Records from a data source
==*==

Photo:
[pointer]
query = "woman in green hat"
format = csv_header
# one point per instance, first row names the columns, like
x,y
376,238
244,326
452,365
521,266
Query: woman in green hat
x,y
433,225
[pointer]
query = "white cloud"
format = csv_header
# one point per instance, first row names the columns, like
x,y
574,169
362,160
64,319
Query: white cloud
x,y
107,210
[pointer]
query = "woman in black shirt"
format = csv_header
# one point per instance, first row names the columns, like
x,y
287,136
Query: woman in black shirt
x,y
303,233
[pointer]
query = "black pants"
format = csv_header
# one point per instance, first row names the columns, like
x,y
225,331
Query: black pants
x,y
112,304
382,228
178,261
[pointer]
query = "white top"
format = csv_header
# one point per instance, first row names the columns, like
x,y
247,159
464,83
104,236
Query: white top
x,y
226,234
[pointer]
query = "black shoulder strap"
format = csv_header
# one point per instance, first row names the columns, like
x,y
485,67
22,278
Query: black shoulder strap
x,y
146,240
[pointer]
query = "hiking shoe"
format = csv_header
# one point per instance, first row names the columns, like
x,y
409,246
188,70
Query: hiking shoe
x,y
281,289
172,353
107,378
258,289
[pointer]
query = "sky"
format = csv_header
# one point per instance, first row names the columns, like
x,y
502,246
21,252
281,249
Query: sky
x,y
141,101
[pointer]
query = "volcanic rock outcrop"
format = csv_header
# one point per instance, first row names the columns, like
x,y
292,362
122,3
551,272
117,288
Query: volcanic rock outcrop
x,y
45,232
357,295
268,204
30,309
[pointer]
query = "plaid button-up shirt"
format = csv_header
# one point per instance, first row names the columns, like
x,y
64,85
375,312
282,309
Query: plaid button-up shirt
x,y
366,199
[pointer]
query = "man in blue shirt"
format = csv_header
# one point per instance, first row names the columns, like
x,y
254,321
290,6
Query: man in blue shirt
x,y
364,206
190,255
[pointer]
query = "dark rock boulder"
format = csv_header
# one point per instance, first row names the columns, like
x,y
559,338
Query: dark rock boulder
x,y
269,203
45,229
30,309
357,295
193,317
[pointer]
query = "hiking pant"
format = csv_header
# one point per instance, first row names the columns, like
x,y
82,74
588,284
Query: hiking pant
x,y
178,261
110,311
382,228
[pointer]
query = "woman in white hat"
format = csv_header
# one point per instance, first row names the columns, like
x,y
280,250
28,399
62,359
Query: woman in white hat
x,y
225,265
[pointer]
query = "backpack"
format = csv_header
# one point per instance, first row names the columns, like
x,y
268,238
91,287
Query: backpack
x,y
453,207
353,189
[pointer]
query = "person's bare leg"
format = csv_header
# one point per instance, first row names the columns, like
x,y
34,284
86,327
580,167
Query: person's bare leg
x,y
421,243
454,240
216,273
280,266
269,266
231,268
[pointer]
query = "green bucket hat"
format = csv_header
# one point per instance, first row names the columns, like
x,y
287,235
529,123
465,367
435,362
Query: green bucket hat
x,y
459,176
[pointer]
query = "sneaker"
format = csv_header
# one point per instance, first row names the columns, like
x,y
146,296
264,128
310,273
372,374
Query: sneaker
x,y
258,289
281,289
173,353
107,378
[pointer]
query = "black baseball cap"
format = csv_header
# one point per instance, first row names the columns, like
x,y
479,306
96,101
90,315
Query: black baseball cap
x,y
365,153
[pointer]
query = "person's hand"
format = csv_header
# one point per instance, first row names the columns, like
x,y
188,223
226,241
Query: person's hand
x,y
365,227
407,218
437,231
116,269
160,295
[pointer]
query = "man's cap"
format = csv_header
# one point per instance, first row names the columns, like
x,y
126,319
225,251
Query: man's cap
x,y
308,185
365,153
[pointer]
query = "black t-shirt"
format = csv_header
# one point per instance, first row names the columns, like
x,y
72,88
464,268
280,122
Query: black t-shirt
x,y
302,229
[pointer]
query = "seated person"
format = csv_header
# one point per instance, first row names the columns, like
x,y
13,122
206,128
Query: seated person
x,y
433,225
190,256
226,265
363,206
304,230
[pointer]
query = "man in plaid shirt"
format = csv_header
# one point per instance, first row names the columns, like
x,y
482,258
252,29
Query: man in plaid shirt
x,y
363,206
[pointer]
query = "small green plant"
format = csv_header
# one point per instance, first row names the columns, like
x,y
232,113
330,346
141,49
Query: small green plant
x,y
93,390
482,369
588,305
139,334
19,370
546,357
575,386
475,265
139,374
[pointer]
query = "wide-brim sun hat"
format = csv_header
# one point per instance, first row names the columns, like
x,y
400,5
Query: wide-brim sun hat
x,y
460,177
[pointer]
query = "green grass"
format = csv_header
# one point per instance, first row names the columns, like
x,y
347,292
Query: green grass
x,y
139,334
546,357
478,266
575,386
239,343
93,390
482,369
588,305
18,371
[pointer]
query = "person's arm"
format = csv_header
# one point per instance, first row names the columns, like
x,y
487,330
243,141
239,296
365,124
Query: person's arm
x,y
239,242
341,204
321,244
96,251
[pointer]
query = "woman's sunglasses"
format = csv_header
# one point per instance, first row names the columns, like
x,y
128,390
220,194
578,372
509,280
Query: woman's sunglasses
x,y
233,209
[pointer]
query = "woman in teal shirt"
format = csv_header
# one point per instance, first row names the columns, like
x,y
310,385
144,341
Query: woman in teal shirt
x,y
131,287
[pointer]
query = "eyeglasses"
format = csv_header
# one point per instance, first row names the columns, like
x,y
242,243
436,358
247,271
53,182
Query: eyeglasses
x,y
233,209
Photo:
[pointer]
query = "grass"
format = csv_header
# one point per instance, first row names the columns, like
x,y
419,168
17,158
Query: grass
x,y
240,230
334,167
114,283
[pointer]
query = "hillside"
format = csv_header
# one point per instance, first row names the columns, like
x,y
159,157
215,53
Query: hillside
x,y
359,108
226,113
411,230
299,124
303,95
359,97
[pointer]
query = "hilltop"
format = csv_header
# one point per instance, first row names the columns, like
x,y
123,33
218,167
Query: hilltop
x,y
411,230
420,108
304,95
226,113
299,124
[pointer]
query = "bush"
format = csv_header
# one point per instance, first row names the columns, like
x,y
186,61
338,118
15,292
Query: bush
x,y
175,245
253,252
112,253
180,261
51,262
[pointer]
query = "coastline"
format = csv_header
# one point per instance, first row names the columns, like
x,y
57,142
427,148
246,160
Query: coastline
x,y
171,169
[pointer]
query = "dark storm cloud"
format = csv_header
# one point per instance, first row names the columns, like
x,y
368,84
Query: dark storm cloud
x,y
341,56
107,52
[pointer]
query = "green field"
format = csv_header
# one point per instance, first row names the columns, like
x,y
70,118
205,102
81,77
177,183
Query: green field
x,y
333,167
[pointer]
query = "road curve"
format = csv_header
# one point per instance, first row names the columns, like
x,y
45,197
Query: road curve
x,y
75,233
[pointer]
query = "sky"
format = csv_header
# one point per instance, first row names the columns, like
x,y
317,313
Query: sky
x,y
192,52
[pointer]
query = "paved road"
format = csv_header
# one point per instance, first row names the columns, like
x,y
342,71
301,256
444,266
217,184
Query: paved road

==*==

§ WHAT YOU ARE ASKED TO DO: Everything in the listing above should be restated exactly.

§ ANSWER TO THIS TASK:
Photo:
[pointer]
query = "woman in green hat"
format = csv_header
# one point per instance, first row names the columns, like
x,y
376,238
244,326
452,365
521,266
Query: woman in green hat
x,y
433,225
[pointer]
query = "white cloud"
format = csv_header
# one point per instance, first row names the columns, like
x,y
574,169
362,160
64,319
Query: white cloud
x,y
107,210
[pointer]
query = "woman in black shirt"
format = csv_header
# one point per instance, first row names the columns, like
x,y
287,136
Query: woman in black shirt
x,y
303,233
[pointer]
query = "black pants"
format = csv_header
# one point per instance, first row names the columns, like
x,y
225,331
Query: black pants
x,y
112,304
382,228
178,261
[pointer]
query = "white top"
format = csv_header
# one point per instance, first row names the columns, like
x,y
247,159
464,83
104,236
Query: white top
x,y
226,234
[pointer]
query = "black shoulder strap"
format = csv_header
# one point per instance, first row names the columns, like
x,y
485,67
22,278
Query: black shoulder strap
x,y
146,240
[pointer]
query = "hiking shoe"
format = csv_header
# one point per instance, first row names the columns, like
x,y
409,246
188,70
Query: hiking shoe
x,y
281,289
172,353
107,378
258,289
[pointer]
query = "sky"
format = csv_header
# one point per instance, first row names the columns, like
x,y
502,246
21,252
281,249
Query: sky
x,y
141,101
[pointer]
query = "volcanic rock outcrop"
format = csv_header
# one point per instance, first row names the columns, like
x,y
292,362
122,3
551,272
117,288
Query: volcanic rock outcrop
x,y
45,232
357,295
268,204
30,309
[pointer]
query = "plaid button-up shirt"
format = csv_header
# one point per instance, first row names the columns, like
x,y
64,85
375,312
282,309
Query: plaid button-up shirt
x,y
366,199
[pointer]
query = "man in blue shirt"
format = csv_header
# one point per instance, first row names the columns, like
x,y
254,321
290,6
Query: man in blue shirt
x,y
364,206
190,255
[pointer]
query = "dark rock boulder"
format = csv_header
# one point per instance, first row names the columns, like
x,y
559,338
Query: dark rock boulder
x,y
269,203
45,229
30,309
357,295
193,317
[pointer]
query = "hiking pant"
format = csv_header
# one point per instance, first row names the columns, like
x,y
82,74
588,284
Query: hiking pant
x,y
178,261
110,311
382,228
[pointer]
query = "woman in white hat"
format = csv_header
# one point per instance, first row names the columns, like
x,y
280,250
28,399
62,359
Query: woman in white hat
x,y
225,265
[pointer]
query = "backpack"
format = csv_header
# one point per instance, first row names the columns, like
x,y
268,238
91,287
Query: backpack
x,y
453,207
353,189
[pointer]
query = "person's bare leg"
format = csv_header
# one point per instance, first row names the columns, like
x,y
34,284
86,327
580,167
Query: person's bare leg
x,y
421,243
454,240
216,273
280,266
269,266
231,268
[pointer]
query = "green bucket hat"
format = csv_header
# one point per instance, first row names the columns, like
x,y
287,235
529,123
465,367
435,362
Query: green bucket hat
x,y
459,176
[pointer]
query = "sneaker"
format = csv_header
# one point per instance, first row names the columns, like
x,y
146,296
264,128
310,273
372,374
Query: sneaker
x,y
258,289
281,289
173,353
107,378
[pointer]
query = "black baseball cap"
format = csv_header
# one point per instance, first row names the columns, like
x,y
479,306
96,101
90,315
Query: black baseball cap
x,y
365,153
[pointer]
query = "person's hand"
format = csv_header
# one point per instance, first row names the columns, like
x,y
188,223
226,241
Query: person's hand
x,y
365,227
407,218
437,231
116,269
160,295
[pointer]
query = "man's cap"
format = csv_header
# one point per instance, first row names the columns, like
x,y
126,319
225,251
Query: man's cap
x,y
308,185
365,153
[pointer]
query = "black t-shirt"
format = csv_header
# one point per instance, first row names the columns, like
x,y
72,88
464,268
280,122
Query: black t-shirt
x,y
302,229
[pointer]
query = "seated person"
format = csv_header
# one point per instance, first row names the columns, like
x,y
13,122
206,128
Query: seated person
x,y
433,225
190,256
226,265
363,206
304,230
[pointer]
query = "man in plaid shirt"
format = csv_header
# one point per instance, first row names the columns, like
x,y
482,258
252,29
Query: man in plaid shirt
x,y
363,206
[pointer]
query = "small green plant"
format = csv_header
# one point per instance, first row names the columns, like
x,y
232,113
330,346
141,49
Query: small green plant
x,y
93,390
482,369
588,305
139,334
19,370
546,357
575,386
475,265
139,374
[pointer]
query = "wide-brim sun hat"
format = csv_header
# one point per instance, first row names the columns, like
x,y
400,5
Query: wide-brim sun hat
x,y
460,177
[pointer]
query = "green grass"
format = csv_header
# one point per instance, first row names the columns, like
x,y
347,292
Query: green grass
x,y
139,334
546,357
478,266
575,386
239,343
93,390
482,369
588,305
18,371
[pointer]
query = "person's arm"
format = csv_header
# one point per instance, first row names the columns, like
x,y
487,330
243,141
239,296
365,124
Query: person's arm
x,y
239,242
341,204
321,244
96,251
[pointer]
query = "woman's sunglasses"
format = csv_header
# one point per instance, first row names the columns, like
x,y
128,390
220,194
578,372
509,280
Query: woman's sunglasses
x,y
233,209
[pointer]
query = "woman in teal shirt"
format = csv_header
# one point per instance, first row names the columns, like
x,y
310,385
144,341
Query: woman in teal shirt
x,y
131,287
[pointer]
query = "eyeglasses"
format = csv_header
# one point per instance, first row names the columns, like
x,y
242,243
436,358
247,271
53,182
Query: eyeglasses
x,y
233,209
Photo:
[pointer]
query = "grass"
format = csv_header
# one point per instance, first row names the columns, like
x,y
419,168
17,158
Query: grass
x,y
240,230
334,167
114,283
[pointer]
query = "hillside"
format = csv_header
# one point per instance, first row names the columns, like
x,y
159,157
215,53
Query: hillside
x,y
359,108
226,113
411,230
299,124
303,95
359,97
[pointer]
query = "hilltop"
format = csv_header
# one point per instance, first row names the columns, like
x,y
123,33
218,167
Query: hilltop
x,y
411,230
420,108
304,95
226,113
299,124
[pointer]
query = "bush"
format = csv_header
# one point per instance, first row names the columns, like
x,y
186,61
338,118
15,292
Query: bush
x,y
175,245
253,252
112,253
180,261
51,262
[pointer]
query = "coastline"
format = csv_header
# one point per instance, first row names the columns, like
x,y
57,142
427,148
246,160
Query: coastline
x,y
171,169
[pointer]
query = "dark storm cloud"
format = csv_header
# one point per instance, first row names the columns, like
x,y
368,84
Query: dark storm cloud
x,y
341,56
107,52
[pointer]
query = "green field"
format = csv_header
# one point per instance, first row names the columns, like
x,y
70,118
205,102
81,77
177,183
Query: green field
x,y
333,167
[pointer]
query = "road curve"
format = csv_header
# one point per instance, first row names the columns, like
x,y
45,197
Query: road curve
x,y
75,233
[pointer]
query = "sky"
format = csv_header
# one point per instance, first row names the columns, like
x,y
317,313
Query: sky
x,y
192,52
[pointer]
query = "paved road"
format = csv_header
# one point per instance, first row names the columns, like
x,y
342,71
301,256
444,266
217,184
Query: paved road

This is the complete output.